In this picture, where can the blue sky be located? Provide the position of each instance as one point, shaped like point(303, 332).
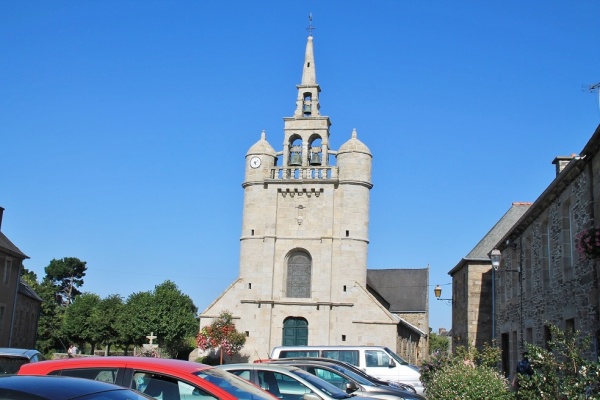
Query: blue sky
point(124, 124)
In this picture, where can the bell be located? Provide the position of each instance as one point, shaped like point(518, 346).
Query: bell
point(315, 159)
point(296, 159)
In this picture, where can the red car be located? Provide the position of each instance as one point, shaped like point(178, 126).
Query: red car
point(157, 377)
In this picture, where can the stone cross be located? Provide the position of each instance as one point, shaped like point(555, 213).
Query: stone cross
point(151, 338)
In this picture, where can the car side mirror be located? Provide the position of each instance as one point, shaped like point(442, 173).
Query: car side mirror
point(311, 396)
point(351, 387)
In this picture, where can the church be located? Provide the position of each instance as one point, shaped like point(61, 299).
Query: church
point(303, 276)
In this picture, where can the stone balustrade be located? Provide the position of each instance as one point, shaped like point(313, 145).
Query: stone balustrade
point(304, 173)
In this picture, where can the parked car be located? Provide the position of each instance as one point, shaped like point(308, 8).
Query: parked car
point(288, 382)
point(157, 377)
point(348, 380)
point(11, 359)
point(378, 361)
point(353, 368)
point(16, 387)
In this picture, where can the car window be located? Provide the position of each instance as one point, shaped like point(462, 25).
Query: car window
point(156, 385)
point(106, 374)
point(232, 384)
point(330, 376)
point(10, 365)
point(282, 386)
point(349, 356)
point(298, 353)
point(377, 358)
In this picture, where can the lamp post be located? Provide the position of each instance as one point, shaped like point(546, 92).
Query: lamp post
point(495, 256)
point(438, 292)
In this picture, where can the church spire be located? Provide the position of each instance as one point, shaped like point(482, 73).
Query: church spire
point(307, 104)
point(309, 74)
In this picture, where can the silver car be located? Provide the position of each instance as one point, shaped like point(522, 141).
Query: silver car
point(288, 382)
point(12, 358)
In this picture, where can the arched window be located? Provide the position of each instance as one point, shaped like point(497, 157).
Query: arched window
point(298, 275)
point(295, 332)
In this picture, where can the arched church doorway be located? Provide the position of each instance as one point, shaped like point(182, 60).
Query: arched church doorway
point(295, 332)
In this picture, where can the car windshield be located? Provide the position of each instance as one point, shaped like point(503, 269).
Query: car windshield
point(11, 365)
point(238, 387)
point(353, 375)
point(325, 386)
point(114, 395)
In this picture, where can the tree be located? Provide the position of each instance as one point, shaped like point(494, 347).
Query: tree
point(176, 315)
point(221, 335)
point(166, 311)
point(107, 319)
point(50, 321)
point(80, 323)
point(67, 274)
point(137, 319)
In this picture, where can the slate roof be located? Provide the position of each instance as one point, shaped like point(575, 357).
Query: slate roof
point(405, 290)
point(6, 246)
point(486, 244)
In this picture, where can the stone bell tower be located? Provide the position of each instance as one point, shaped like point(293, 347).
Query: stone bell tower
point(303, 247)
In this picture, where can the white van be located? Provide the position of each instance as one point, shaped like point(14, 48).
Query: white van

○ ○ ○ ○

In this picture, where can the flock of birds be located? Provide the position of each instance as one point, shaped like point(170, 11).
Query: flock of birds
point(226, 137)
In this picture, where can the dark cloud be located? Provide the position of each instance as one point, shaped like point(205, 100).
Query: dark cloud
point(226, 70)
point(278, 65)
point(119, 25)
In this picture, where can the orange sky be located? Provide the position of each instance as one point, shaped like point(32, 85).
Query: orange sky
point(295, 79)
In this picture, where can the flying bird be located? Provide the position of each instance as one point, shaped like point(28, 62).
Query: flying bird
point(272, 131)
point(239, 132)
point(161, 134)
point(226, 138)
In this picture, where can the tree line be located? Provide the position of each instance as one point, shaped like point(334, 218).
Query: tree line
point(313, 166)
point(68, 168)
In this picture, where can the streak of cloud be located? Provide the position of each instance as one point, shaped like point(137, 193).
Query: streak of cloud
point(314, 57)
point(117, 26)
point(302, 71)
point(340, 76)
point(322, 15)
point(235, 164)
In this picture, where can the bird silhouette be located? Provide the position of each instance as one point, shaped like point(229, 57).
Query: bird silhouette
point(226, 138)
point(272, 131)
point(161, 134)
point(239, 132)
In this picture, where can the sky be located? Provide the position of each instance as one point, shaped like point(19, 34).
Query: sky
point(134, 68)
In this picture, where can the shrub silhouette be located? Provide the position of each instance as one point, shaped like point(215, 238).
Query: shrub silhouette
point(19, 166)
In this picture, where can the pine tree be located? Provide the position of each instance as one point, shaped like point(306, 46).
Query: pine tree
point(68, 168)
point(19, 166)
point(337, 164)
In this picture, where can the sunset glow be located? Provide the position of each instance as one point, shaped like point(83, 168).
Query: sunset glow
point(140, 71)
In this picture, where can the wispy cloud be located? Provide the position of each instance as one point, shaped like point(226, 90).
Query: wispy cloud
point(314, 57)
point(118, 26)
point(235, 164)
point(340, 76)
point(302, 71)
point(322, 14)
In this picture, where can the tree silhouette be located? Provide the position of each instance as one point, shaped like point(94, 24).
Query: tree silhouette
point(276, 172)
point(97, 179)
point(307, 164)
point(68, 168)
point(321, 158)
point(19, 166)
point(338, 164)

○ ○ ○ ○

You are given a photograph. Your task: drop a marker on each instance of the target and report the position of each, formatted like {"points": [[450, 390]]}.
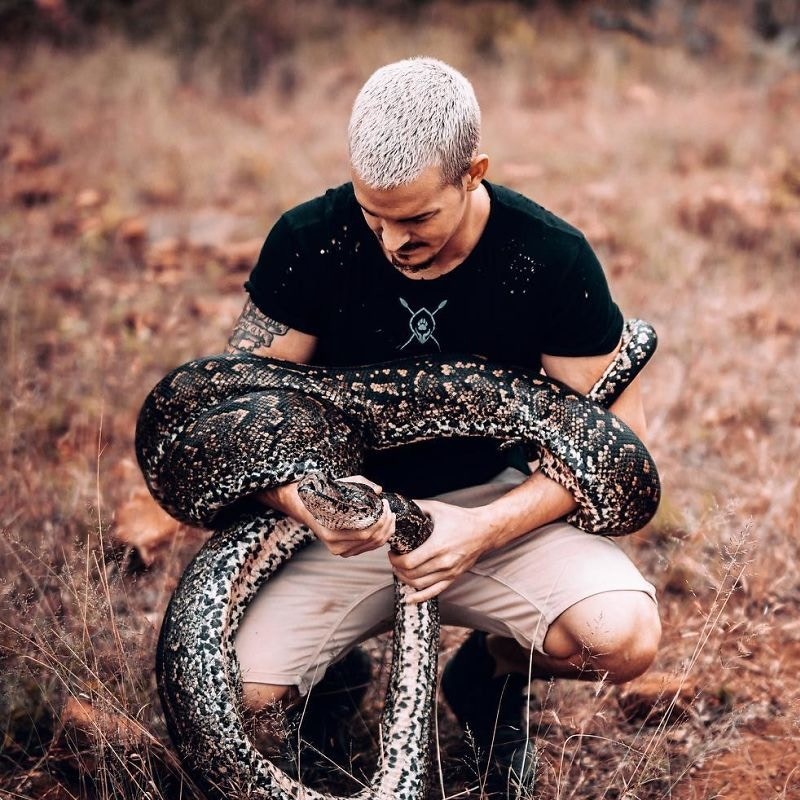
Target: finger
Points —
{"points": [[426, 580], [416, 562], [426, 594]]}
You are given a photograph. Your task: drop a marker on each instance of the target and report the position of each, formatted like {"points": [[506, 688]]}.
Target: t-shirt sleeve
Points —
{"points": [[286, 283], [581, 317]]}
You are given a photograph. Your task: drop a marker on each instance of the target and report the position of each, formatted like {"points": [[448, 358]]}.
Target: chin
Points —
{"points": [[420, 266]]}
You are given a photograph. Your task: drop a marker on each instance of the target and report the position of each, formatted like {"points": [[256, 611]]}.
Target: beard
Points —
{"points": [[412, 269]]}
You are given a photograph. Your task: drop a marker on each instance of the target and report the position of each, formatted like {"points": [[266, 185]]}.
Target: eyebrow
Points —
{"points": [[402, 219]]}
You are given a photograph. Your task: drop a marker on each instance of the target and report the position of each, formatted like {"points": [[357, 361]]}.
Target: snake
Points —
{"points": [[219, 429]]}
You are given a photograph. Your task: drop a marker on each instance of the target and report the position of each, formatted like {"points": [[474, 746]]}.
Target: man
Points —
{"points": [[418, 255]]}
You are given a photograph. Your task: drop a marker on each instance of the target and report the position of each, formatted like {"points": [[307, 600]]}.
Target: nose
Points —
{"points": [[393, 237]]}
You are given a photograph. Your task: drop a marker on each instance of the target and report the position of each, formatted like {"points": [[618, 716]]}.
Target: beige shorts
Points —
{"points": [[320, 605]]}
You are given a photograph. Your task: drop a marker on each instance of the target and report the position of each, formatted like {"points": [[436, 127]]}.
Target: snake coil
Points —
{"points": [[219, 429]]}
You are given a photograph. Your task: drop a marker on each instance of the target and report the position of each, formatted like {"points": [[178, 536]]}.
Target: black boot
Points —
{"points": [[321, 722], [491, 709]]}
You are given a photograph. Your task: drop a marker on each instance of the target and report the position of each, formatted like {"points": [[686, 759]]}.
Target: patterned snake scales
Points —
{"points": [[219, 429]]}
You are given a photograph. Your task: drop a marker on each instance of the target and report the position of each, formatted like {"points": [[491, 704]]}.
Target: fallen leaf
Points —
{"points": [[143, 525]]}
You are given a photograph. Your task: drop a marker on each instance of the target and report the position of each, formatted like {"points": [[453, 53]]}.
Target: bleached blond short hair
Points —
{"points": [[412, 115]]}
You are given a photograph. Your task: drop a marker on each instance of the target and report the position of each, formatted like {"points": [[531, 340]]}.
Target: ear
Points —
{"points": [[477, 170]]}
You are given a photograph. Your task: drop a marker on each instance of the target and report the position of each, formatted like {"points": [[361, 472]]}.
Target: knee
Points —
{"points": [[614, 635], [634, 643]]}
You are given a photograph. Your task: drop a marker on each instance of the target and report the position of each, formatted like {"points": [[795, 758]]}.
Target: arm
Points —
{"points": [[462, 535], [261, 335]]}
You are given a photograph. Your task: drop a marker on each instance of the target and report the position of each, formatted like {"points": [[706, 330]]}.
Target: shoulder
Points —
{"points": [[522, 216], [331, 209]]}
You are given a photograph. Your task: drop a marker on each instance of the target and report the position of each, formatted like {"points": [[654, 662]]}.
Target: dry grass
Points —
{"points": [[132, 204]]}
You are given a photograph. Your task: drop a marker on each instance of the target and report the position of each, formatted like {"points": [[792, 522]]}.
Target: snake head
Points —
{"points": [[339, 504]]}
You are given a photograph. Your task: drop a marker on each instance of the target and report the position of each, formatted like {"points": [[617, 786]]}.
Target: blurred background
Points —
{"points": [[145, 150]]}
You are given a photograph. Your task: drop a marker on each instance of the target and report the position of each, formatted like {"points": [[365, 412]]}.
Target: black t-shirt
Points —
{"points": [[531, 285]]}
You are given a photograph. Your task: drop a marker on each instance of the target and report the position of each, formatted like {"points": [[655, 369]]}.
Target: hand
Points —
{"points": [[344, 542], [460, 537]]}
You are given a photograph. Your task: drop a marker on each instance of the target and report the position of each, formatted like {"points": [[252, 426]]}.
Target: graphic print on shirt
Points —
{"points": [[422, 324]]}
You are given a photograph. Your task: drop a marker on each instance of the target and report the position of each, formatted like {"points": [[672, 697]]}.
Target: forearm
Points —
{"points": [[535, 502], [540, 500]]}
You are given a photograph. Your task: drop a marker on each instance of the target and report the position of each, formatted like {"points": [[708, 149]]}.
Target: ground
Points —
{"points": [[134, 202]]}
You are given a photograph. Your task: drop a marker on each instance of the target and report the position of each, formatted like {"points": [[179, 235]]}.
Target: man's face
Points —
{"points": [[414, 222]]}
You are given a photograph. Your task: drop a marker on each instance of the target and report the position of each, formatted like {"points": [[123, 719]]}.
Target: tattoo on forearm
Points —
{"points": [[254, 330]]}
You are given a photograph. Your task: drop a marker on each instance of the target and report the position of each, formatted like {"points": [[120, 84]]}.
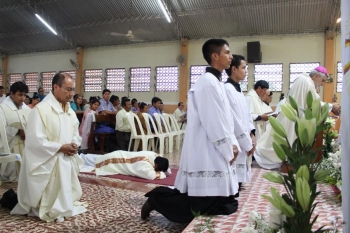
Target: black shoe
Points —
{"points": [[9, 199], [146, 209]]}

○ ○ ○ ○

TASK DIRECTIONS = Copy out the lines of data starting at the one containing "In this picture, where can the silver" and ending at the one containing "point(114, 395)", both included, word for word.

RESPONSE =
In this picture, where can the silver car be located? Provide the position of each instance as one point, shaped like point(522, 141).
Query: silver car
point(288, 382)
point(12, 358)
In this picture, where can the arched window be located? Provide the position of each instance as one point, shaped like point(497, 157).
Query: arched window
point(298, 275)
point(295, 332)
In this picture, where can the arched church doorway be located? Provide the position of each instance as one point, shaped like point(182, 60).
Query: arched church doorway
point(295, 332)
In this picture, where can the car windshield be located? Provide the position of each instance as one point, shaped like point(503, 269).
Query: car windshield
point(11, 365)
point(238, 387)
point(353, 375)
point(325, 386)
point(114, 395)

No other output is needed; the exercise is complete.